YOUR OBJECTIVE: Transcribe all of the material exactly. Any picture in it should be left out.

EXTRACTED MATERIAL:
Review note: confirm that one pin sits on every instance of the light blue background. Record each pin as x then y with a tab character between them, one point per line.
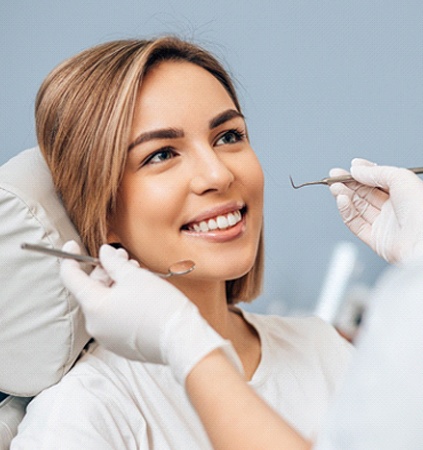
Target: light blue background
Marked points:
320	81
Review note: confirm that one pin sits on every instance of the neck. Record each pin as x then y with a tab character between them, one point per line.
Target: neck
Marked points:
210	298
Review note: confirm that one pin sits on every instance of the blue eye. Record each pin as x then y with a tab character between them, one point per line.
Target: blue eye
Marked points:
161	155
231	137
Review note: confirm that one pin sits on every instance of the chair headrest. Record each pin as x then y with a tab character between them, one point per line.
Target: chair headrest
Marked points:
41	327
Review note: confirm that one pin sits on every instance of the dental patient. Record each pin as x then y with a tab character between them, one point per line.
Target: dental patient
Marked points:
149	151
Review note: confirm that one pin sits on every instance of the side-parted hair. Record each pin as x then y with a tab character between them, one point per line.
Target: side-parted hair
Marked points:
84	112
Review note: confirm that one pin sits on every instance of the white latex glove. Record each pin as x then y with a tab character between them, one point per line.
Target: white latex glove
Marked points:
137	315
380	405
389	219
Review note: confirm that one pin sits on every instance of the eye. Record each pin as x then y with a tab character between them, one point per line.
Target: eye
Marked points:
159	156
231	137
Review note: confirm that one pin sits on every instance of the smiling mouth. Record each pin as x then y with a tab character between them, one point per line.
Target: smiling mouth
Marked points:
220	222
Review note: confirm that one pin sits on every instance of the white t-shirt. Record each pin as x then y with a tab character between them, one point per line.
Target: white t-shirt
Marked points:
108	402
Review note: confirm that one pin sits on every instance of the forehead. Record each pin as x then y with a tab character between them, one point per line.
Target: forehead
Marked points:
173	89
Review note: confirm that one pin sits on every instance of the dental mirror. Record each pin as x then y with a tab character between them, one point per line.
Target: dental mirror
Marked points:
175	270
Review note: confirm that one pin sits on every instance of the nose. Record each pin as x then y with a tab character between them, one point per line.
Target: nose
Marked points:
210	172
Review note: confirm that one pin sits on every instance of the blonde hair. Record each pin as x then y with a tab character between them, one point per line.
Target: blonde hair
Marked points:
84	111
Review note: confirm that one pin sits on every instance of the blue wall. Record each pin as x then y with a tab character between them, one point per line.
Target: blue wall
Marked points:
320	81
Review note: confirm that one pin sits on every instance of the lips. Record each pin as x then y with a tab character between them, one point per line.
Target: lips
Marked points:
222	221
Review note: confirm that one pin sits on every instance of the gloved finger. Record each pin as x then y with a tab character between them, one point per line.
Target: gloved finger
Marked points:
370	195
115	263
353	219
99	274
379	176
86	290
362	162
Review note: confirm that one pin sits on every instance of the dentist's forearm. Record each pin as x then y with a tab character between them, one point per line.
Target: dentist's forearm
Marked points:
233	415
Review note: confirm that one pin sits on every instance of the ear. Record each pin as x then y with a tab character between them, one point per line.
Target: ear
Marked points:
113	238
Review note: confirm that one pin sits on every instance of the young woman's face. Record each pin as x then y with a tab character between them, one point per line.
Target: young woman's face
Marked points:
192	186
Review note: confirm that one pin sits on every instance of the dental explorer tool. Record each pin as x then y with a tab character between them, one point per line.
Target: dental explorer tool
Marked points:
177	269
342	179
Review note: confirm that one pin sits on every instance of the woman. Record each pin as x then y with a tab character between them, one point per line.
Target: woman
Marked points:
380	405
149	150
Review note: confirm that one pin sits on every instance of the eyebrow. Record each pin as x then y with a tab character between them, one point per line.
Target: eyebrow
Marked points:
174	133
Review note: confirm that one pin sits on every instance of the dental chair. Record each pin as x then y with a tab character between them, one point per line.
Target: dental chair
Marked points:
41	327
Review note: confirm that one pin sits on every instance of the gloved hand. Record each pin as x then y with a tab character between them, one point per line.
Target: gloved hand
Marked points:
135	314
384	208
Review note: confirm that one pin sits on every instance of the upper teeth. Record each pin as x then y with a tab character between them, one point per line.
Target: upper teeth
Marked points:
221	222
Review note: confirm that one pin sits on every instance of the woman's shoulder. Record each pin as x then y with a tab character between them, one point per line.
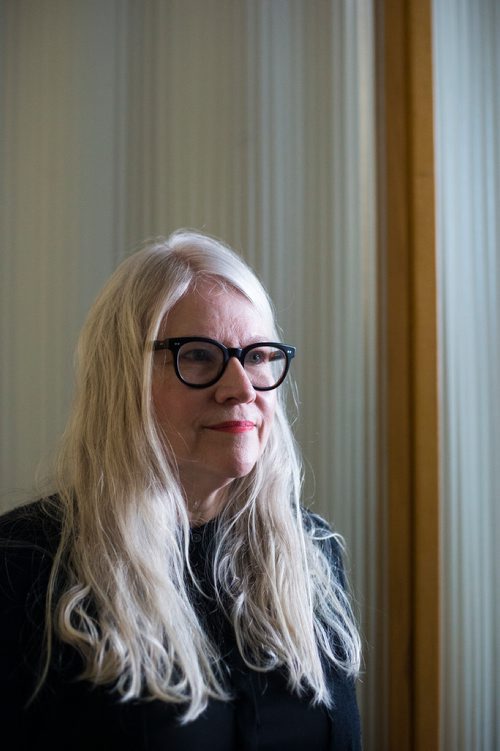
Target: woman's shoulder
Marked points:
35	524
29	536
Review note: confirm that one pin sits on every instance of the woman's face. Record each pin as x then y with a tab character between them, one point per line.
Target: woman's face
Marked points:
216	433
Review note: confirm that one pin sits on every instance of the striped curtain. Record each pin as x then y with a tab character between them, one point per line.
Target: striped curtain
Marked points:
467	112
249	119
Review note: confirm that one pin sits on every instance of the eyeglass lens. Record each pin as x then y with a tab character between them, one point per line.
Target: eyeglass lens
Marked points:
203	362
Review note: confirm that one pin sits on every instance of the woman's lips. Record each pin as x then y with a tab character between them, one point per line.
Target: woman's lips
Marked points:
233	426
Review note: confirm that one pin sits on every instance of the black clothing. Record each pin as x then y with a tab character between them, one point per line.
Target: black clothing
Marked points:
73	714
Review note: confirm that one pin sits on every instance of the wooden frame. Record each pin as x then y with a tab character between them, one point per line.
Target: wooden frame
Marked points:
408	377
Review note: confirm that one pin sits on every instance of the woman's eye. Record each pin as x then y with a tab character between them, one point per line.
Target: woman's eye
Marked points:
197	355
257	357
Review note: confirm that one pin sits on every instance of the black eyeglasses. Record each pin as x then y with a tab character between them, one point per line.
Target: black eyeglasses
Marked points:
200	362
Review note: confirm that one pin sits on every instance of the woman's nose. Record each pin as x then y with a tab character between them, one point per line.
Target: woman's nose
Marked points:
234	383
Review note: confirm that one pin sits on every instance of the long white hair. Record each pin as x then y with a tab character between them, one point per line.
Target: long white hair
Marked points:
122	575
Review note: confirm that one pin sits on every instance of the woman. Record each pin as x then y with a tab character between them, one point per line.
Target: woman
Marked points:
173	593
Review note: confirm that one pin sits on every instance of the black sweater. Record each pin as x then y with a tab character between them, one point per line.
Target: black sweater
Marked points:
72	714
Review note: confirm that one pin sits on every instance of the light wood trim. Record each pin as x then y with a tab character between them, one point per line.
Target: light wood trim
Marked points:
409	369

THE OUTPUT:
Review note: confirm that one pin sits on every instance of the light blue background. Record each pin as x then y with a tab character between them, one point per line.
Target: light blue background
Marked points:
320	81
Review note: confirm that one pin sits on every instance of the neck. Record each pin as x then y with a tab character between them, one point per line.
Target: neck
Marked points:
210	298
Review note: confirm that one pin sits on every instance of the blue eye. Record each pin as x then y with a tab character between them, one point per line.
Target: blue eye
Marked points:
161	155
231	137
Review note: confirm that one pin sits on every instance of the chair headrest. Record each pin as x then y with a tab character between them, one point per line.
Target: chair headrest
Marked points:
41	327
Review note: confirm that one pin sits on every instance of the dental patient. Record each pin as x then y with a tab character between them, one point per line.
Target: dental patient
Marked points:
149	151
Review note: confirm that one pin sits on every instance of the side-parted hair. Record each pin as x then y with a tab character between them, one point per line.
Target: side-parted hair
Marked points:
84	112
Review note: confirm that one pin sits on every instance of the white latex glove. Record each pin as x then y with a tab character between them, one point per line.
Target: white latex glove
Marked points:
137	315
380	405
389	219
Review note: confirm that one pin sits on every instance of the eye. Record each pin as x then y with a tab character between them, one point per line.
Target: eye
Marked points:
159	156
231	137
Review note: confirm that one pin sits on every instance of the smiling mouth. Record each pin as x then y with a tab character between them, one point per line.
Target: smiling mouth
Marked points:
220	222
Review note: confirm that one pin sits on every instance of the white t-shirt. Record each pin as x then y with a tab character between them, one point per line.
Target: white t-shirt
Marked points:
108	402
Review note: confirm that one pin sits on every instance of the forehead. Record each pin as x then y with a tab character between them, one point per line.
Target: forehead
Marked points:
173	89
Review note: confirm that one pin sits on every instance of the dental mirror. Record each pin as x then y with a tab character between them, one point per line.
Target: dental mirror
Marked points:
175	270
Review note: confirm that one pin sits on every instance of the nose. Record each pin as x then y with a tab character between them, one point per line.
Target: nose
Marked points:
210	172
Review note: confirm that one pin sits on every instance of the blonde hair. Record each pin as x then y with a tab character between them, one point per line.
Target: blonde hair
Marked points:
84	111
Review note: confirm that one pin sits on every instance of the blue wall. Record each pin as x then y with a tab character between them, one point per line.
Target: blue wall
Marked points:
320	81
Review note: confirm that one pin sits on every instance of the lips. Record each pin as x then y with a tab character between them, one point per line.
Target: lips
Marked points:
222	221
Review note: confirm that one pin sits on every instance of the gloved finger. Record each pin as x then y with a tab character between them, one point per line.
Target: gloved finger
Marked points:
370	195
115	263
353	219
99	274
379	176
86	290
362	162
Review note: confirm that one pin sits on every instance of the dentist's forearm. Record each pin as x then y with a tab character between them, one point per line.
Target: dentist's forearm
Marked points:
233	415
Review note: confirm that one pin sits on every instance of the ear. Record each pin as x then y with a tab character between them, one point per line.
Target: ear
Marked points:
113	238
Review note: confirm that one pin sits on every instance of the young woman's face. Record each pin as x then y with a tab character between them, one point per line.
Target: young woman's face
Marked points:
192	186
Review note: confirm that one pin sits on every instance of the dental explorer tool. Record each pin as x then y with a tab character between them, one point per line.
Target: dental explorer tool
Marked points:
177	269
342	179
Review note: confirm that one pin sits on every instance of the woman. Record each pin as x then y with a tab character between them, one point per line.
Target: woman
Marked points:
380	405
149	150
Review note: confirm that one pin sits on every instance of the eyebrow. Record each pin as x then y with a tab character between them, one point per line.
Target: eyebrow
Marked points:
174	133
Review note: confirm that one pin sits on every instance of the dental chair. Record each pin as x then y with a tab character between them, one point per line.
Target: dental chair
Marked points:
41	327
Review note: confirm that one pin sits on every instance of the gloved hand. Record each pin as x then y with a tab character between them, one point per line.
Target: gloved hand
Marked points:
135	314
384	208
Review note: confirm that one pin sits on every instance of the upper teeth. Record each pin as x then y with a tab character between them, one point per line.
Target: upper teeth
Marked points:
221	222
Review note: confirm that one pin sits on every instance of the woman's shoulder. Record each pin as x then y with a tab character between them, one point per line.
Target: woman's shoulder
Marked points:
35	524
29	536
Review note: confirm that one pin sits on every instance of the woman's face. Record each pin as x then y with a tab character between them, one point per line.
Target: woman's face
Marked points:
216	433
Review note: confirm that one pin sits on every instance of the striped curtain. Record each pin as x then y with a tab character between them, one point per line.
Target: striped curtain
Marked points:
467	112
249	119
Review note: confirm that one pin sits on every instance of the eyeglass lens. Record each pin as x then y with a tab character between them, one point per line.
Target: eyeglass lens
Marked points:
203	362
Review note: confirm that one pin sits on every instance of the woman's lips. Record each pin as x then y with a tab character between them, one point per line.
Target: woman's lips
Marked points:
233	426
Review note: confirm that one pin sits on every instance of the black clothing. Record each pin as x then y with a tab character between them, one point per line.
Target: black clothing
Marked points:
73	714
Review note: confirm that one pin sits on every instance of the wooden frame. Record each pin as x then y with a tab character between them, one point per line.
Target: wooden frame
Marked points:
408	377
Review note: confirm that one pin sits on every instance of the woman's eye. Record each pin as x then y with a tab character between them, one point per line.
Target: woman's eye
Marked points:
197	355
257	357
Review note: confirm that one pin sits on every instance of the black eyeglasses. Record each pin as x then y with a tab character between them, one point per line.
Target: black eyeglasses
Marked points:
200	362
Review note: confirm that one pin sits on every instance of the woman's nose. Record each pin as x then y with a tab character between them, one point per line.
Target: woman's nose
Marked points:
234	383
Review note: confirm that one pin sits on every instance of the long white hair. Record each pin as x then y with a tab character between them, one point per line.
Target: long white hair
Marked points:
122	575
Review note: confirm that one pin sits on every instance of the woman. Record each pin as x then y with a tab character between them, one point per line.
Target: woman
Marked points:
173	593
Review note: confirm that one pin sits on every instance of the black sweater. Record each pin as x then y with a tab character between them, one point per line.
Target: black sweater
Marked points:
72	714
Review note: confirm that one pin sits on every instance of the light wood trim. Record each pin as x then y with a tab character between them, one point per line.
Target: light wood trim
Marked points:
409	369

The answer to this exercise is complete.